= STATED PROBLEM =
Each line that follows is to be retyped exactly.

[Pointing dataset excerpts]
━━━━━━
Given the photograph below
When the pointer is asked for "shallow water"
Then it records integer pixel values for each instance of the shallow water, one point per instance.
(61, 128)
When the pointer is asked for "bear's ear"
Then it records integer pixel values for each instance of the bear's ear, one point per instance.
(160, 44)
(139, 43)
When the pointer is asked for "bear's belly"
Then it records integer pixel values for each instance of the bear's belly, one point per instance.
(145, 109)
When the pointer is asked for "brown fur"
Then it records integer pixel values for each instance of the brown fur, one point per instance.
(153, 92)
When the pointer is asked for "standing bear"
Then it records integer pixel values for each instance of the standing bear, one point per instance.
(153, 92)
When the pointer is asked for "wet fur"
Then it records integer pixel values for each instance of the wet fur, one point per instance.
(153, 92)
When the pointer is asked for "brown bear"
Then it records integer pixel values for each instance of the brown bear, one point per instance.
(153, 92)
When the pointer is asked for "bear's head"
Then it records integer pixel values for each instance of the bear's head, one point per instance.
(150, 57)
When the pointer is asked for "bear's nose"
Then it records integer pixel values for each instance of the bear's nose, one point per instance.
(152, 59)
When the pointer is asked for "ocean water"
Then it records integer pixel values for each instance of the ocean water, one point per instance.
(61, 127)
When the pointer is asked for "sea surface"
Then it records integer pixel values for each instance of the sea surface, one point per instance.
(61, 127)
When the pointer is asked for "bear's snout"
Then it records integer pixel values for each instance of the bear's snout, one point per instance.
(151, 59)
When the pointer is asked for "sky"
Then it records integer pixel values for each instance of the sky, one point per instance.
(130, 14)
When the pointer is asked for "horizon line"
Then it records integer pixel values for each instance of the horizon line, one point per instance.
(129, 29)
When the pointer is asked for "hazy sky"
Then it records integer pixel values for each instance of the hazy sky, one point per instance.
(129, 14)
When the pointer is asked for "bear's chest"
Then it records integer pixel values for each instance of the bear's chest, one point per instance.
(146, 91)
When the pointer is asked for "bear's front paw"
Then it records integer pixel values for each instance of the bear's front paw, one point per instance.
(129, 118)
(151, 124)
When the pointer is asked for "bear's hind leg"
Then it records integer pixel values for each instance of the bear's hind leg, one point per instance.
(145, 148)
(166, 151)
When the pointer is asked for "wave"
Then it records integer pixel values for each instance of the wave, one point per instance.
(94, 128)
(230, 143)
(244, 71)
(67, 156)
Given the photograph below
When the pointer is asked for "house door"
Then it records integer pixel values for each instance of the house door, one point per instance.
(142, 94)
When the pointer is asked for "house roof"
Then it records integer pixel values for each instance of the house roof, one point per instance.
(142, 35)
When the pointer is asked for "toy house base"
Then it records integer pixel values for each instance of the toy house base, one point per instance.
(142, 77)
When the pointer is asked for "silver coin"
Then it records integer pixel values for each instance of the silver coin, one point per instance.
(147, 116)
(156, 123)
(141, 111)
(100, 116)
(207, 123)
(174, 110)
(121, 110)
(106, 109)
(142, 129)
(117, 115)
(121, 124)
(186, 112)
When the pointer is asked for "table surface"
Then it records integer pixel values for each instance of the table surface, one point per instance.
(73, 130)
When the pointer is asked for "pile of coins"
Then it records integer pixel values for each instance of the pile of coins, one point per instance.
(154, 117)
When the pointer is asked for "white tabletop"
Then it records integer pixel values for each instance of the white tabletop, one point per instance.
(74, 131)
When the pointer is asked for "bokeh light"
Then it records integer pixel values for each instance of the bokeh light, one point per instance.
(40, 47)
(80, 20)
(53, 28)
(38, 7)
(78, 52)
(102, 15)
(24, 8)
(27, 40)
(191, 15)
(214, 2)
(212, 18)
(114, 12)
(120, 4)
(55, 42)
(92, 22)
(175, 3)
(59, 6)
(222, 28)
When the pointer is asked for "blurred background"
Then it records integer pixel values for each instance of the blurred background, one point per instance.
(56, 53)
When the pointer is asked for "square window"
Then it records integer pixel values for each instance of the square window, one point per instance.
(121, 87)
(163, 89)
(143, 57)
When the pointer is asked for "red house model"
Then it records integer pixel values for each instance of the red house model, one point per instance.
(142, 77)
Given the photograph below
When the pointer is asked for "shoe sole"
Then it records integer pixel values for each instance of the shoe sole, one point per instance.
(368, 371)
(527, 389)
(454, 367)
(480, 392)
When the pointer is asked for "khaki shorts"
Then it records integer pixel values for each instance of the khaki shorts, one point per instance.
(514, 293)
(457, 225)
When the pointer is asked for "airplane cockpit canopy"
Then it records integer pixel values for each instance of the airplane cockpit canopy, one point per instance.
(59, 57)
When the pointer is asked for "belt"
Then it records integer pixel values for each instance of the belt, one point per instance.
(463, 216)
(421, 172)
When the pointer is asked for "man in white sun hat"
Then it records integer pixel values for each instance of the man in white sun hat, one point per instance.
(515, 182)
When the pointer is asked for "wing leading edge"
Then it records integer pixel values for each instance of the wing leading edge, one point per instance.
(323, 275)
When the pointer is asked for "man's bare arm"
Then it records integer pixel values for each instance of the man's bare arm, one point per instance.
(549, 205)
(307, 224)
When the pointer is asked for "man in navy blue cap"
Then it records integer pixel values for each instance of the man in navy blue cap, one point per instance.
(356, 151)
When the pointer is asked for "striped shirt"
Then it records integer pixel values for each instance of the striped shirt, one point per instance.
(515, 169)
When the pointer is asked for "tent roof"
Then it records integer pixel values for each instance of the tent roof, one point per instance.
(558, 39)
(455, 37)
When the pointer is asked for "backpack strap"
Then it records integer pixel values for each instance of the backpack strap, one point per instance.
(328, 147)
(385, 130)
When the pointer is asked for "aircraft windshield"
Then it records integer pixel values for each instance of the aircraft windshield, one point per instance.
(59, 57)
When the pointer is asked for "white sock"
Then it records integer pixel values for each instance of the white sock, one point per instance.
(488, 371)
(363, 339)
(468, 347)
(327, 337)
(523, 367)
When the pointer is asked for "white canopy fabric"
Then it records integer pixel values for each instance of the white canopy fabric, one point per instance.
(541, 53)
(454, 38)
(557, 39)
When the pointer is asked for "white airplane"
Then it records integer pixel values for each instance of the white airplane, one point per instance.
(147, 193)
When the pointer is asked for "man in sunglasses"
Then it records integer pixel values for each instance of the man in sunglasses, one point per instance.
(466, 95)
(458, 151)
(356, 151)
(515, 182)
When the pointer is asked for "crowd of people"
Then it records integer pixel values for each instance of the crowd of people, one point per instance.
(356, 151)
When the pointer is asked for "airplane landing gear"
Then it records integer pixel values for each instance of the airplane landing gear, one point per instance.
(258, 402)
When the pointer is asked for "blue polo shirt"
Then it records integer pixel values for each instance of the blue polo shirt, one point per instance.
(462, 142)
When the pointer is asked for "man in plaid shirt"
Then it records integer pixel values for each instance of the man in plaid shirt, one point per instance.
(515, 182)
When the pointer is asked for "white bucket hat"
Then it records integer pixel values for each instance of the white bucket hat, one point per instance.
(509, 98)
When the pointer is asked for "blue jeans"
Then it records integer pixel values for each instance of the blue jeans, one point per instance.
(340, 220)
━━━━━━
= COMPLETE RESPONSE =
Given the photograph below
When the pointer is asked for "shallow water"
Then it records integer pixel values for each instance of the shallow water, one point per instance.
(61, 128)
When the pointer is asked for "bear's ear"
Then it records integer pixel values for each instance of the bear's ear, one point per instance.
(160, 44)
(139, 43)
When the pointer is asked for "bear's belly"
Then it records integer pixel values for each instance of the bear's belly, one point per instance.
(145, 109)
When the pointer is asked for "brown fur"
Then it records integer pixel values for each instance of the brown fur, one point per instance.
(153, 92)
When the pointer is asked for "standing bear"
Then it records integer pixel values for each instance of the standing bear, one point per instance.
(153, 92)
When the pointer is asked for "wet fur"
Then it records integer pixel values for each instance of the wet fur, one point per instance.
(153, 92)
When the pointer is asked for "brown bear"
Then it records integer pixel values for each instance of the brown bear, one point per instance.
(153, 92)
When the pointer is asked for "bear's head"
Then it records integer pixel values for each instance of the bear's head, one point per instance.
(150, 57)
When the pointer is asked for "bear's nose"
Then it records integer pixel values for each instance of the bear's nose, one point per instance.
(152, 59)
When the pointer is asked for "ocean water"
Then it records integer pixel values for each instance of the ocean water, one point per instance.
(61, 127)
When the pointer is asked for "sea surface"
Then it records integer pixel values for each instance of the sea surface, one point per instance.
(61, 127)
When the pointer is asked for "bear's snout"
Then it records integer pixel values for each instance of the bear's snout, one point per instance.
(151, 59)
When the pointer is asked for "sky"
Then it records integer pixel values for each instance of the sky, one point per instance.
(130, 14)
When the pointer is asked for "horizon line"
Then it records integer pixel values for each instance of the horizon line, one point per instance.
(129, 29)
When the pointer is asked for "hazy sky"
Then it records integer pixel values for each instance of the hazy sky, one point per instance.
(129, 14)
When the pointer is asked for "bear's chest"
Then it records integer pixel values for each instance of the bear's chest, one point per instance.
(146, 91)
When the pointer is asked for "bear's front paw"
Then it records integer pixel values for each instance of the bear's front paw, one point per instance.
(129, 118)
(151, 124)
When the pointer is asked for "bear's hind leg"
Then it records integer pixel values for each instance of the bear's hind leg, one point per instance.
(145, 148)
(166, 151)
When the pointer is asked for "wave"
Then it records integer pixel values for each instance of the wave, one point per instance.
(94, 128)
(230, 143)
(244, 71)
(67, 156)
Given the photograph below
When the pointer is asked for "house door"
Then it records integer pixel values for each instance of the house door, one point per instance.
(142, 94)
When the pointer is asked for "house roof"
Then it records integer pixel values for each instance of the house roof, one point per instance.
(142, 35)
When the pointer is asked for "toy house base"
Then it records integer pixel values for each instance of the toy house base, one point per instance.
(142, 77)
When the pointer is asked for "silver coin"
Then it records integer pixel values for each instance of the silver coin, one point per instance.
(147, 116)
(156, 123)
(141, 111)
(100, 116)
(207, 123)
(174, 110)
(121, 110)
(106, 109)
(142, 129)
(117, 115)
(121, 124)
(186, 112)
When the pointer is asked for "table surface"
Then it records integer pixel values for each instance of the table surface, one point per instance.
(73, 130)
When the pointer is asked for "pile of coins"
Then it records integer pixel values for each instance of the pile of coins, one point per instance.
(154, 117)
When the pointer is asked for "white tabletop"
Then it records integer pixel values for each instance of the white tabletop, one point per instance.
(74, 131)
When the pointer is asked for "bokeh light"
Then it records integer pixel values for each instance of the bokeh light, one point per instance.
(40, 47)
(80, 20)
(53, 28)
(38, 7)
(78, 52)
(102, 15)
(24, 8)
(27, 40)
(191, 15)
(214, 2)
(212, 18)
(114, 12)
(120, 4)
(55, 42)
(92, 22)
(175, 3)
(59, 6)
(222, 28)
When the pointer is asked for "blurred background"
Then it records integer pixel values for each instance of the blurred background, one point per instance.
(56, 53)
When the pointer is asked for "square window"
Then it records integer pixel values for each instance of the square window, one point per instance.
(121, 87)
(163, 89)
(143, 57)
When the pointer is asked for "red house model"
Then it records integer pixel values for each instance of the red house model, one point per instance.
(142, 77)
Given the photograph below
When the pointer is asked for "shoe sole"
Then it records integer pixel values for each instance of the shoe sole, one point per instance.
(368, 371)
(527, 389)
(454, 367)
(480, 392)
When the pointer is asked for "khaki shorts"
Then it records integer pixel values for each instance of the khaki shorts, one point per instance.
(514, 293)
(457, 225)
When the pointer is asked for "airplane cockpit canopy"
Then it records integer pixel values for each instance of the airplane cockpit canopy, one point per instance.
(59, 57)
When the pointer is asked for "belt"
Then it records integer pixel values for each instance of the belt, one point per instance.
(463, 216)
(421, 172)
When the pointer is asked for "man in white sun hat"
Then it records integer pixel values for each instance of the man in white sun hat, one point per instance.
(515, 182)
When the pointer is asked for "wing leading edge"
Then it records integer pixel values for each instance of the wing leading edge, one point per instance.
(323, 275)
When the pointer is asked for "man's bare arm"
Then it records integer pixel values for each instance of the man's bare arm, one point per instance.
(549, 205)
(307, 224)
When the pointer is asked for "man in navy blue cap"
Then it records integer pixel values for each instance of the man in navy blue cap, one point per instance.
(356, 151)
When the pointer is asked for "striped shirt"
Then it records integer pixel values for each instance of the striped shirt, one point per instance.
(515, 169)
When the pointer is asked for "tent roof"
Then it records integer pixel values for each instance of the tent roof, one point per instance.
(558, 39)
(455, 37)
When the pointer is asked for "backpack strap"
Then it records integer pixel values for each instance of the backpack strap, one point per instance.
(328, 147)
(385, 130)
When the pointer is asked for "aircraft windshield"
Then it records integer pixel values for each instance of the aircraft windshield, one point per instance.
(59, 57)
When the pointer is asked for "white sock"
Then it records integer pixel values for each instance of the white sock, one point per instance.
(488, 371)
(363, 339)
(468, 347)
(327, 337)
(523, 367)
When the pointer is asked for "white canopy fabric"
Then it records integer pixel values for each instance of the white canopy fabric, one point per instance.
(541, 53)
(454, 38)
(557, 39)
When the pointer is asked for "white airplane"
Then it records integer pixel values for each instance of the white airplane, one point per instance.
(147, 193)
When the pointer is asked for "man in sunglasses"
Then it records integer pixel values for each instance of the man in sunglasses, one point per instance.
(466, 95)
(458, 151)
(356, 151)
(515, 182)
When the pointer is asked for "crowd of people"
Then it records integer pixel values for each instance of the crowd of people, one point per instance.
(356, 151)
When the pointer is asked for "airplane landing gear"
Then it records integer pixel values for each instance of the airplane landing gear, one point per instance.
(258, 402)
When the pointer is asked for "blue polo shirt"
Then it records integer pixel values for each instance of the blue polo shirt, one point per instance.
(462, 142)
When the pointer is asked for "man in plaid shirt"
Then it records integer pixel values for each instance of the man in plaid shirt, one point per instance.
(515, 182)
When the pointer is asked for "white bucket hat"
Then it records integer pixel values for each instance of the white bucket hat, one point per instance.
(509, 98)
When the pointer is asked for "blue jeans"
Then it records integer pixel values for each instance of the blue jeans, one point per instance.
(340, 220)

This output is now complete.